(GIVEN REQUEST): Please render the data below as a Markdown table with the columns Row and Content, starting at the line that contains "Request = locate the pink webbed" and ending at the line that contains "Target = acoustic guitar". Number each line, skip blank lines, and leave the pictures out.

begin

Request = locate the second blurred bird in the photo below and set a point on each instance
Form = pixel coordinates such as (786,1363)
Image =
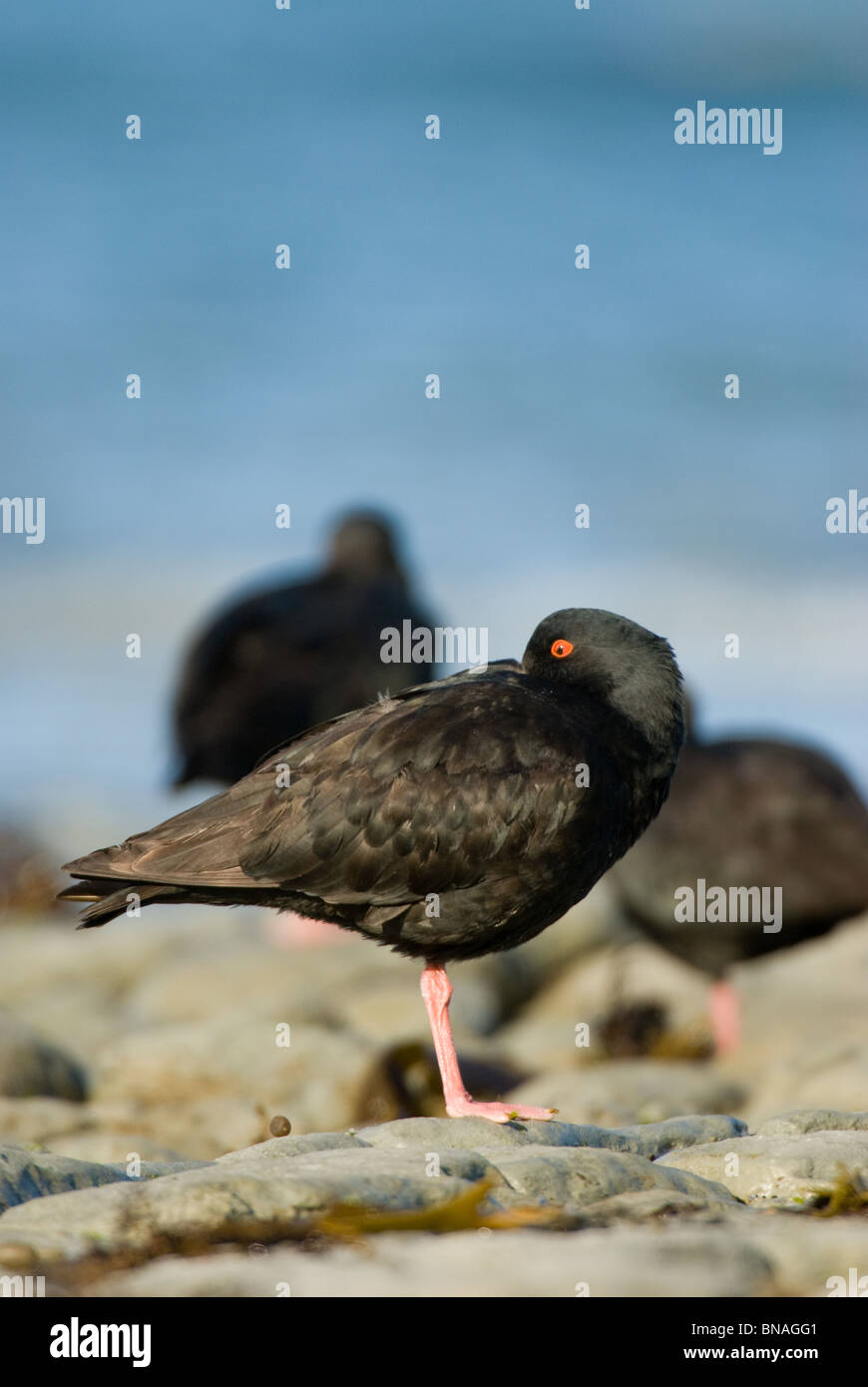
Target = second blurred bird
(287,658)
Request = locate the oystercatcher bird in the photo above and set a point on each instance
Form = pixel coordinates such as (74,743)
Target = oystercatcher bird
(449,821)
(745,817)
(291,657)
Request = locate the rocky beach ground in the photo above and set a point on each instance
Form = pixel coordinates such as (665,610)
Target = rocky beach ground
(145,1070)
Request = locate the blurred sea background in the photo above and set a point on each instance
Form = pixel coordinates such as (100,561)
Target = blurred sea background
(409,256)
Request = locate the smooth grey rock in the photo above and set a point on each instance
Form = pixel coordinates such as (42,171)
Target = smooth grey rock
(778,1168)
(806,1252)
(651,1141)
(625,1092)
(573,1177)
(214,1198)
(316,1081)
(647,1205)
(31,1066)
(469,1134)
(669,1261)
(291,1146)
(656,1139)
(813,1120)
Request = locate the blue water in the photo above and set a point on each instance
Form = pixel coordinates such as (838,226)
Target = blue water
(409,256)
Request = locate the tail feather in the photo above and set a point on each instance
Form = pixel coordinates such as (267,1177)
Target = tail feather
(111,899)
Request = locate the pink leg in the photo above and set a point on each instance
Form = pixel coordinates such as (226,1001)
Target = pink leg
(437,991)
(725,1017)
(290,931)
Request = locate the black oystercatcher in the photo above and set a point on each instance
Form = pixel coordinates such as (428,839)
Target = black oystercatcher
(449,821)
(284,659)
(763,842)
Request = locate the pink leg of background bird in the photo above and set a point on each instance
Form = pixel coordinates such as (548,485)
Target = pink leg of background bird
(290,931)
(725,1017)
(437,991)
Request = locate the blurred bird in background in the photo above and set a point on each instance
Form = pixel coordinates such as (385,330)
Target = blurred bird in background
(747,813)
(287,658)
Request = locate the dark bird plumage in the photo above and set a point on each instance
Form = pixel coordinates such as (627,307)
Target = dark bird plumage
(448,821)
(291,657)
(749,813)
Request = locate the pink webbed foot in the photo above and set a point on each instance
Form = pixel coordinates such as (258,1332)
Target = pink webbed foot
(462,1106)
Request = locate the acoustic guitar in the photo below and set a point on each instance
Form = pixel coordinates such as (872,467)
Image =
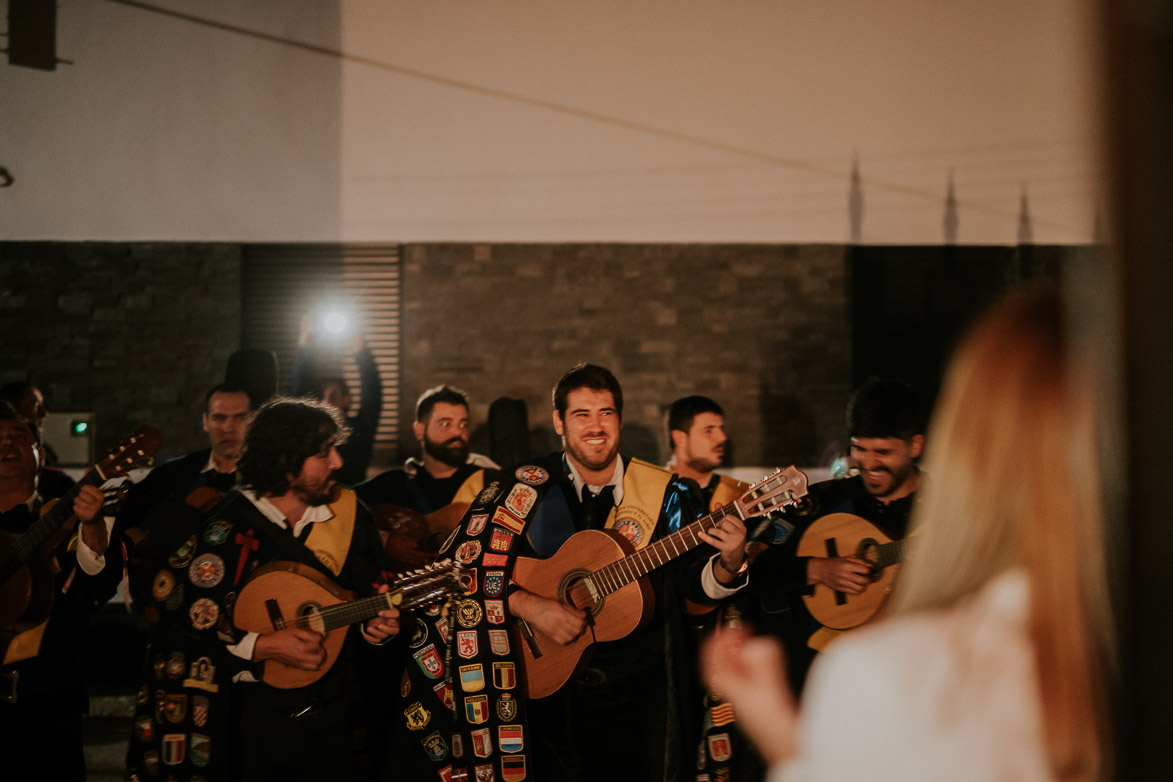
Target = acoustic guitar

end
begin

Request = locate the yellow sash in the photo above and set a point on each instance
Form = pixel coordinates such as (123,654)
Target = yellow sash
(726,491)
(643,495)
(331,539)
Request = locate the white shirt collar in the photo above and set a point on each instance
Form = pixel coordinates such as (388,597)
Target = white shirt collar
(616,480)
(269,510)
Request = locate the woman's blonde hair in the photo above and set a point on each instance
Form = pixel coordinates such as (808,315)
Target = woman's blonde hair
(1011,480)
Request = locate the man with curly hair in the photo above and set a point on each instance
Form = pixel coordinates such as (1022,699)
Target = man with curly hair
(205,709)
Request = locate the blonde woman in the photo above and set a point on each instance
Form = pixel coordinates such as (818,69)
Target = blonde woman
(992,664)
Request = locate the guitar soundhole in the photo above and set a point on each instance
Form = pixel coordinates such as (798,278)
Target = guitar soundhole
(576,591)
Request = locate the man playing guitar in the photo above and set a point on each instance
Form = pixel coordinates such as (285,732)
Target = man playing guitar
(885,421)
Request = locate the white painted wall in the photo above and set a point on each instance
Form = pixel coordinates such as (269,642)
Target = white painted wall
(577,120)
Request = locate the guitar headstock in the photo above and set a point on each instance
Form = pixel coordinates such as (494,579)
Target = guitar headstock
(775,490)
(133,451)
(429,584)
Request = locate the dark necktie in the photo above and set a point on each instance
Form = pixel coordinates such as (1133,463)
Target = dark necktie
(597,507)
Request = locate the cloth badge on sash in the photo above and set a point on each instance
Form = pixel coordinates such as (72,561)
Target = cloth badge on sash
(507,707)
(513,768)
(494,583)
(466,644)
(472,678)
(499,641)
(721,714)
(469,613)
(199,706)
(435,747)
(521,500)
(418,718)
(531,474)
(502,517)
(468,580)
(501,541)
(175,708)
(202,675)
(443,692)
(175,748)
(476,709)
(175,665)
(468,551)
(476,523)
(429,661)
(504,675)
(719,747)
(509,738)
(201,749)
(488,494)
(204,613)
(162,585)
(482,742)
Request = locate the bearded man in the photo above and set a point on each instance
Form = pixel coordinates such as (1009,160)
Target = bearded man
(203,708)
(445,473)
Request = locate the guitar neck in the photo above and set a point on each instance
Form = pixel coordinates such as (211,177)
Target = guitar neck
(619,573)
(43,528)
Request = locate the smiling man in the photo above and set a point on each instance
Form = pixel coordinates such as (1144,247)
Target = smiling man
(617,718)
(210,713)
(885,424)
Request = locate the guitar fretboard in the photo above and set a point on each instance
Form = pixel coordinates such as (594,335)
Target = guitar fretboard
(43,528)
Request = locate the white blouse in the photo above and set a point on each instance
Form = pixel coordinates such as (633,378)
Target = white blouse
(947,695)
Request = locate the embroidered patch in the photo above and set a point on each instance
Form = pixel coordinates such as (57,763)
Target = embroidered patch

end

(EXERCISE ANSWER):
| Row | Content |
|---|---|
| 1 | Request = locate the pink webbed foot in the photo above and set a point on each instance |
| 2 | Form = pixel coordinates such as (258,1332) |
| 3 | Target = pink webbed foot |
| 4 | (462,1106) |
| 5 | Request = locate the acoustic guitar in the photo below and set a point on each instance |
| 6 | Form = pixel coordinates such as (872,467) |
| 7 | Image = |
| 8 | Target = acoustic guitar |